前言

数据对于深度学习算法模型的效果至关重要。通常,在对采集到的大量数据进行标注前需要做一些数据清洗工作。对于大量的数据,人工进行直接清洗速度会很慢,因此开发一些自动化清洗工具对批量数据首先进行自动清洗,然后再进行人工审核并清洗,可以很大程度上提高效率。

工具功能

根据收集到的需求,工具主要实现了以下功能:

  • 统计数据信息(总占用空间、数量、损坏图片数);
  • 去除已损坏图片,
  • 去除模糊图片,
  • 去除相似图片,
  • 机动车车色分类,
  • 昼夜分类
  • 统计数据信息

    # 获取数据集存储大小、图片数量、破损图片数量
    def get_data_info(dir_path):
        size = 0
        number = 0
        bad_number = 0
        for root, dirs, files in os.walk(dir_path):
            img_files = [file_name for file_name in files if is_image(file_name)]
            files_size = sum([os.path.getsize(os.path.join(root, file_name)) for file_name in img_files])
            files_number = len(img_files)
            size += files_size
            number += files_number
            for file in img_files:
                try:
                    img = Image.open(os.path.join(root, file))
                    img.load()
                except OSError:
                    bad_number += 1
        return size / 1024 / 1024, number, bad_number
    

    去除已损坏图片

    # 去除已损坏图片
    def filter_bad(dir_path):
        filter_dir = os.path.join(os.path.dirname(dir_path), 'filter_bad')
        if not os.path.exists(filter_dir):
            os.mkdir(filter_dir)
        filter_number = 0
        for root, dirs, files in os.walk(dir_path):
            img_files = [file_name for file_name in files if is_image(file_name)]
            for file in img_files:
                file_path = os.path.join(root, file)
                try:
                    Image.open(file_path).load()
                except OSError:
                    shutil.move(file_path, filter_dir)
                    filter_number += 1
        return filter_number
    

    去除模糊图片

    首先需要判断图片的清晰度,用opencv提供的拉普拉斯算子接口求得清晰度数值,数值越小,清晰度越低,也就越模糊(通常以100位分界值)。
——————
练习要求
请一字不差地誊写数据清洗工具选文中从“# 获取数据集存储大小、图片数量、破损图片数量”至“file_name in img_files])”这一段。 下面的记录是独立的材料,与选文无关。

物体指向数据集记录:
——————
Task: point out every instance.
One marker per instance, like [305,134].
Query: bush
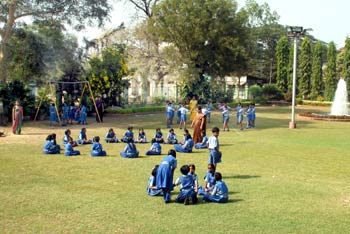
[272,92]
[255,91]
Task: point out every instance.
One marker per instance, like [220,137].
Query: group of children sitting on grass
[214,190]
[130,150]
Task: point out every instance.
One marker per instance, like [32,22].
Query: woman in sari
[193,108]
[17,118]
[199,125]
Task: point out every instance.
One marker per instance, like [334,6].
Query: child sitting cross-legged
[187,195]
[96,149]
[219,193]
——————
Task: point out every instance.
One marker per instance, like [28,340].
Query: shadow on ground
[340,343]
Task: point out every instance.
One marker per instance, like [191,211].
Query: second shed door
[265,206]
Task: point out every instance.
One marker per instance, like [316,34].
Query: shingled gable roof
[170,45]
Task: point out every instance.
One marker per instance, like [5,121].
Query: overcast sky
——————
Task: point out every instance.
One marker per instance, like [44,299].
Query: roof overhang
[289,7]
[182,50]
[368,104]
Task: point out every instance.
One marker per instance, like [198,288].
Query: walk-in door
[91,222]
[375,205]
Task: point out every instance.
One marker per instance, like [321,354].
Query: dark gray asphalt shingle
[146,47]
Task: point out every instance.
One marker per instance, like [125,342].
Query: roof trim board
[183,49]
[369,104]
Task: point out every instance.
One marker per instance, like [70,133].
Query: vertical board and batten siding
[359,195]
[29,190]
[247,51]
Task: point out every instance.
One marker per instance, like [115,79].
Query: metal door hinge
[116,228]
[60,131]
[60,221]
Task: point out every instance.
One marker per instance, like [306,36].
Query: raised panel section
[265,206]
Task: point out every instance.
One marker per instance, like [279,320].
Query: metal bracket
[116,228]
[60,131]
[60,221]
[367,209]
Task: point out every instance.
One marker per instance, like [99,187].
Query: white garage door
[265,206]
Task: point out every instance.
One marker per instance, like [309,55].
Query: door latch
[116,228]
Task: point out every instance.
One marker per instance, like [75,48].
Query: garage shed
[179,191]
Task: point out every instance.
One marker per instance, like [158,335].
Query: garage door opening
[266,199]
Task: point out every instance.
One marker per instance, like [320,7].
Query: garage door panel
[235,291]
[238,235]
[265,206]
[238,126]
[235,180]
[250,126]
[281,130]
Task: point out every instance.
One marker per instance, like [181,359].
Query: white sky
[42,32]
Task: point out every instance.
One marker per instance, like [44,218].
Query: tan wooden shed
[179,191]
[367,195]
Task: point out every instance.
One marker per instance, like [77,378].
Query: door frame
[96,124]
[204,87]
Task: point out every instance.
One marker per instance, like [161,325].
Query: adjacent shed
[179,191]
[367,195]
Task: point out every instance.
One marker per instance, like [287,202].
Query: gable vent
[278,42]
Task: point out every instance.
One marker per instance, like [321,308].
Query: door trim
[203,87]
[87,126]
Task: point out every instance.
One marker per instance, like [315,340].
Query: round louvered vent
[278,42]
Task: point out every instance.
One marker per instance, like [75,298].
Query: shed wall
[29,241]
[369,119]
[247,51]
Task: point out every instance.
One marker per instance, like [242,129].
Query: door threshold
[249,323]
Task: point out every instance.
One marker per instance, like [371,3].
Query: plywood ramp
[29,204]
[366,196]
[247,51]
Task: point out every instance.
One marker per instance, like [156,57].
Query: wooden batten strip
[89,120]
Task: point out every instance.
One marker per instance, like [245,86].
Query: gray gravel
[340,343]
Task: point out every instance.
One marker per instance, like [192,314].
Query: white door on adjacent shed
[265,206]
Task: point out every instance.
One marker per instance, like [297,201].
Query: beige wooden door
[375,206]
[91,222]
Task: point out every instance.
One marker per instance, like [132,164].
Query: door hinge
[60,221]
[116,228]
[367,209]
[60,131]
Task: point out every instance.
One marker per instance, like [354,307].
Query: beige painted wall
——————
参考答案
# 获取数据集存储大小、图片数量、破损图片数量
    def get_data_info(dir_path):
        size = 0
        number = 0
        bad_number = 0
        for root, dirs, files in os.walk(dir_path):
            img_files = [file_name for file_name in files if is_image(file_name)]
            files_size = sum([os.path.getsize(os.path.join(root, file_name)) for file_name in img_files])